YOUR GOAL:
Give the data below, from the line with "Target: lower eyelid" through the end, as a Markdown table with the columns Row and Line. Skip blank lines and leave out the pictures.

DATASET EXTRACT:
········

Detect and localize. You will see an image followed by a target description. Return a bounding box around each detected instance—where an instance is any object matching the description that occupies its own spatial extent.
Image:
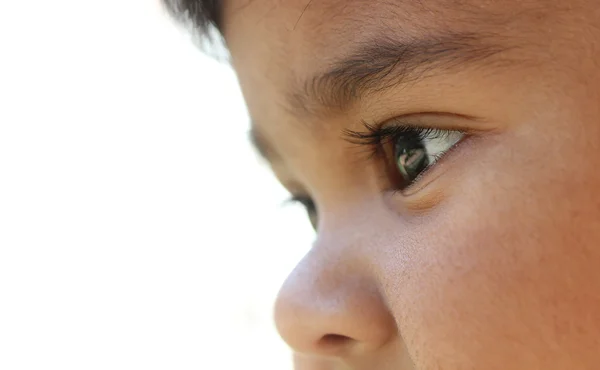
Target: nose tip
[275,246,396,357]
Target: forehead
[223,0,564,141]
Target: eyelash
[344,121,451,158]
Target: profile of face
[179,0,600,370]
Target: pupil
[396,138,429,187]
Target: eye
[391,128,465,190]
[345,122,466,191]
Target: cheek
[388,126,600,370]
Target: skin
[218,0,600,370]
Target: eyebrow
[287,33,508,117]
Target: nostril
[319,334,353,351]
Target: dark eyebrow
[288,33,508,115]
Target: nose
[275,234,397,357]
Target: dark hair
[162,0,221,38]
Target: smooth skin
[222,0,600,370]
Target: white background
[0,0,312,370]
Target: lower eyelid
[398,134,473,198]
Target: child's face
[224,0,600,370]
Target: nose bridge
[275,225,396,356]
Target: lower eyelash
[344,121,450,157]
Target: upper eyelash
[344,121,451,156]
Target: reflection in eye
[393,128,464,190]
[345,123,465,190]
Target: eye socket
[345,121,466,191]
[392,128,465,190]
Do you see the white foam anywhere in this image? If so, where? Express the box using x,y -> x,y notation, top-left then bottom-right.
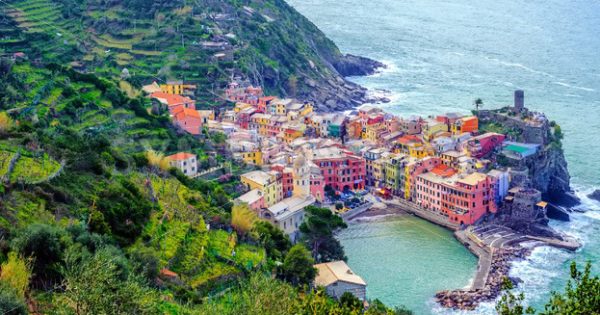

········

EXERCISE ANSWER:
| Row | Line |
|---|---|
| 1 | Target: lower eyelid |
| 2 | [398,134,473,198] |
| 3 | Target: child's face |
| 4 | [224,0,600,370] |
| 5 | Target: nose bridge |
| 6 | [275,225,396,356] |
| 7 | Target: lower eyelash |
| 8 | [344,121,450,157] |
| 9 | Target: upper eyelash |
| 10 | [344,121,451,156] |
| 11 | Target: reflection in eye |
| 12 | [393,128,464,190] |
| 13 | [345,123,465,190] |
| 14 | Target: eye socket |
| 15 | [345,121,466,191] |
| 16 | [392,128,465,190] |
| 17 | Do you see the white foam anywhere in this image? If so, where? Express the box using x,y -> x,y notation, top-left then bottom-right. |